**PROBLEM 1:** Please retype the part of the Alien Isolation review between "Soon after the" and "just causes frustration.", inclusive.
**PROBLEM 2:** Continue the Alien Isolation review from the point where it stops.

**GIVEN PASSAGE:**
———

Alien Isolation on PS3 – The DVDfever Review

alienisolation-ps3

Alien Isolation is set 15 years after Alien, and 42 years before Aliens, two of the best films of all time – the former for suspense and the latter for action, and you are Amanda Ripley, daughter of Ellen Ripley, the last survivor of the Nostromo, which was doing just fine until Ash revealed himself to be an android, dismissively referred to as a “synthetic”

You’re on board a ship called Torrens, built similarly to the Nostromo to help you get a feel for it – such as with the dining tables and sleeping quarters, and also have the retro feel of the first film, even though the year is 2137. Also, I guess, if the design of a ship is good for one of them, it’ll be good for all the others.

Soon after the game begins, despite having a skeleton crew including legal exec Taylor and a synthetic called Samuels, it doesn’t take long before you’re alone.

So, from then on, you have to go somewhere and do something… explore your surroundings. And explore, and explore and explore – i.e. trudge round labyrinthine corridors, an endless number of locked doors that may as well be walls due to their lack of interaction, and an abundance of running round in circles. To add to this, you have to get from A to B, although B seems to always be behind a locked door where there’s no way of getting past unless you can find an item that’s god knows where, and can only be found by going to C, then D, then double-backing the route you first thought of… and so on. This doesn’t add to tension, it just causes frustration.


alien-isolation

Open up and say AAAAAAH!


In fact, I was starting to get so tired of it early on, running round an endless maze, that I had to look up a gameplay video to find out how to get past some interminable parts of it. For example, you find something that needs repairing, but where is the item you need to fix it? God knows! At least make it somewhat intuitive, Sega! I’m not asking to hold my hand and make it as obvious as some games do, but find some middle ground.

———

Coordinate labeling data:
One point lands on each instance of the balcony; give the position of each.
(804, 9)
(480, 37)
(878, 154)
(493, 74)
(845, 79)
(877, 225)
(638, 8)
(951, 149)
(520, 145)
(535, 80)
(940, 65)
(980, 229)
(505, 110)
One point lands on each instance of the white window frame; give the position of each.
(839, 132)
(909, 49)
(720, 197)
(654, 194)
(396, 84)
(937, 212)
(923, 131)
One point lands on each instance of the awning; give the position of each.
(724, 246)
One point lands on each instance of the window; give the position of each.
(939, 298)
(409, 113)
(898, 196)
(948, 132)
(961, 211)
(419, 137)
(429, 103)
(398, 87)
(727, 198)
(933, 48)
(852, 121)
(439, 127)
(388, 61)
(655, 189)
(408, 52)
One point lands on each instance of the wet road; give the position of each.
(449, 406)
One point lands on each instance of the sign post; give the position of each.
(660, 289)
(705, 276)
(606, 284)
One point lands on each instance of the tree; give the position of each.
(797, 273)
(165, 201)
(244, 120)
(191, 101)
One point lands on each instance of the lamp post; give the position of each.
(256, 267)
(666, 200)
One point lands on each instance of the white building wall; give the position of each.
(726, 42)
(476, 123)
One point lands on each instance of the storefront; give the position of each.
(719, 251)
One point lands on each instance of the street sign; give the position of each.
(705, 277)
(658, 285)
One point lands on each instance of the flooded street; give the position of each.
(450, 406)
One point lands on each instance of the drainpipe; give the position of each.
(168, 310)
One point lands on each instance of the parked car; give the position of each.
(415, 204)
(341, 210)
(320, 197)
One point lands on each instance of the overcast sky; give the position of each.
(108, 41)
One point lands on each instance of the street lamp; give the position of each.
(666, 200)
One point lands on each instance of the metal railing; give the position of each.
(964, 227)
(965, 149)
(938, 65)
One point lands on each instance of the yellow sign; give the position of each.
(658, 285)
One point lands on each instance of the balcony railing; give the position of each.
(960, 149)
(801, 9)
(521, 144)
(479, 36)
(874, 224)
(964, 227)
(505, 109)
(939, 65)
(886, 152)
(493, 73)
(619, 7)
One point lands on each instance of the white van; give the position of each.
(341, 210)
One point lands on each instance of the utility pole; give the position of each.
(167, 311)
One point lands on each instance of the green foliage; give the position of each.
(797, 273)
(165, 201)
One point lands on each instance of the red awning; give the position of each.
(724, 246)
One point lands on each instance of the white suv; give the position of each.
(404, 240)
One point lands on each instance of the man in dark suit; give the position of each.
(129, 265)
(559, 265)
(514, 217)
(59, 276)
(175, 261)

———

**RESPONSE 1:**
Soon after the game begins, despite having a skeleton crew including legal exec Taylor and a synthetic called Samuels, it doesn’t take long before you’re alone.

So, from then on, you have to go somewhere and do something… explore your surroundings. And explore, and explore and explore – i.e. trudge round labyrinthine corridors, an endless number of locked doors that may as well be walls due to their lack of interaction, and an abundance of running round in circles. To add to this, you have to get from A to B, although B seems to always be behind a locked door where there’s no way of getting past unless you can find an item that’s god knows where, and can only be found by going to C, then D, then double-backing the route you first thought of… and so on. This doesn’t add to tension, it just causes frustration.

**RESPONSE 2:**
From time to time, you’ll find items and then craft new ones out of them, but this generally involves following an overly complex menu where you move the cursor about and press a few buttons. Hmm… may as well just give you the item. This is not a selling point for the game, then.

In addition to being able to save your game at specific save points around the large gaming area, you can also access terminals around the place, like those you’d see in the original Alien, but these just seem to be there to give messages, which are largely inconsequential.

Like the movie Skyfall, It took over an hour until the bad guy turned up (i.e. an alien), and eventually once you’ve said hello to him and found a motion tracker, things get a bit more interesting, but not by much. And not by any amount that made it take so long to get to that point. I appreciate it if you want a game to start slowly, but give me something of interest early on, please! I really was starting to lose the will to live. It reminded me of how slow Doom 3 was, which was massively offputting to a once-great game series (a lack of John Romero didn’t help, there)

Go to page 2 for more thoughts about the game.


Alien Isolation Walkthrough Part 1 PS4 Gameplay – HassanAlHajry (1080p HD)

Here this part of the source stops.